═══ Text provided
Concerning Budget Bill Advances in U.S. House; Action Moves to Senate

July 3, 2025

Update: July 3, 2025

The House has approved the Senate-passed bill and forwarded it to the President for his signature into law, which is expected on Friday, July 4.

While we are deeply disappointed in the outcome, we’re grateful to ASHA Advocates who joined us in advocacy. Your efforts, including sending over 32,000 messages to lawmakers, made a powerful statement by helping to raise awareness of programs and services that millions of Americans rely on. ASHA will be sharing a detailed analysis of the law and ways to learn more about how this could impact audiologists and SLPs, and those you serve, in the coming days.


Update: July 1, 2025

The Senate narrowly passed H.R. 1 by a vote of 51-50 with Vice President Vance casting the tie-breaking vote. The bill now heads to the House, which either needs to pass the Senate bill, or amend it and send it back to the Senate for final approval, before it can be enacted into law.

There’s still time for you to share your opposition to this bill with your member of Congress. But you need to act now because the House could vote on this bill as soon as Wednesday. Take action TODAY and tell your representative to protect Medicaid by opposing this legislation.


Update: June 30, 2025

The Senate could vote as soon as today on its version of H.R. 1, the One Big Beautiful Bill Act. Proposed changes would impose deeper Medicaid cuts and unworkable program changes that will further restrict access to needed services, including those provided by audiologists and speech-language pathologists (SLPs). Although the Senate version of the bill includes some positive provisions, such as a one-year 2.5% Medicare payment update in 2026, the negative impact of Medicaid cuts and other proposed language that will reduce access to health care for vulnerable populations will likely far outweigh its potential benefit.
══════
═══ Listed entries
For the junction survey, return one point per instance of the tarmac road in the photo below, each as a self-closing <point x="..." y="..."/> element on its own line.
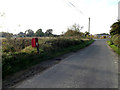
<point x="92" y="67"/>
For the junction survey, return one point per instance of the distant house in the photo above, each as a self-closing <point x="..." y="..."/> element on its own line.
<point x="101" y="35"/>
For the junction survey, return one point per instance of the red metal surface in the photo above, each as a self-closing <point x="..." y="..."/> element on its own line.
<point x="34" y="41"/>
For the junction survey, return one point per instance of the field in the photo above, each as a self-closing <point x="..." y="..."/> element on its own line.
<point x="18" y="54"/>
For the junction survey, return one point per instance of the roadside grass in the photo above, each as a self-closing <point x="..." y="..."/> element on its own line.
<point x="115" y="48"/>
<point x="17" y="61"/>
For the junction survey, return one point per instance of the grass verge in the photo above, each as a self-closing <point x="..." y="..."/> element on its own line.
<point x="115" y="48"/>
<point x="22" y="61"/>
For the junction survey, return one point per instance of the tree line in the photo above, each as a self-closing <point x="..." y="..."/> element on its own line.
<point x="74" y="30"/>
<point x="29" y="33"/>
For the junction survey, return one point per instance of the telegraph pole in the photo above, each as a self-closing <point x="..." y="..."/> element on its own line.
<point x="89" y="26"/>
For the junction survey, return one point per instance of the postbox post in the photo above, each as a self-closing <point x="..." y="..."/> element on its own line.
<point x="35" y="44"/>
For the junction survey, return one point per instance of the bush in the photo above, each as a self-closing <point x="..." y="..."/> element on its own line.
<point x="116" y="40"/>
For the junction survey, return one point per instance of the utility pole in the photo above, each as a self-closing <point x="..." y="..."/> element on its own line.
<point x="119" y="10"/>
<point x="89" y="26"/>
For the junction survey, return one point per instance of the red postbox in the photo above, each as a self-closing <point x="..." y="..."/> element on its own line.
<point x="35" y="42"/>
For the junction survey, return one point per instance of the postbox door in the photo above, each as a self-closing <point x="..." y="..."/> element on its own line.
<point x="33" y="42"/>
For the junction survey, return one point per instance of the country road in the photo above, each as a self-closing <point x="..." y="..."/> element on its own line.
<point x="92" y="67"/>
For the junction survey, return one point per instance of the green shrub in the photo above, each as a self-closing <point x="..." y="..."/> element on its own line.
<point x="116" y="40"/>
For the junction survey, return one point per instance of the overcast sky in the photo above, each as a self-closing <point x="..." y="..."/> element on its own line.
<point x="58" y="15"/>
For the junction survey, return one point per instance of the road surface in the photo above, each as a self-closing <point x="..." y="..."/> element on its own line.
══════
According to the budget bill update, what was the Senate vote on H.R. 1? The records are separate material from the budget bill update.

The Senate passed it 51-50.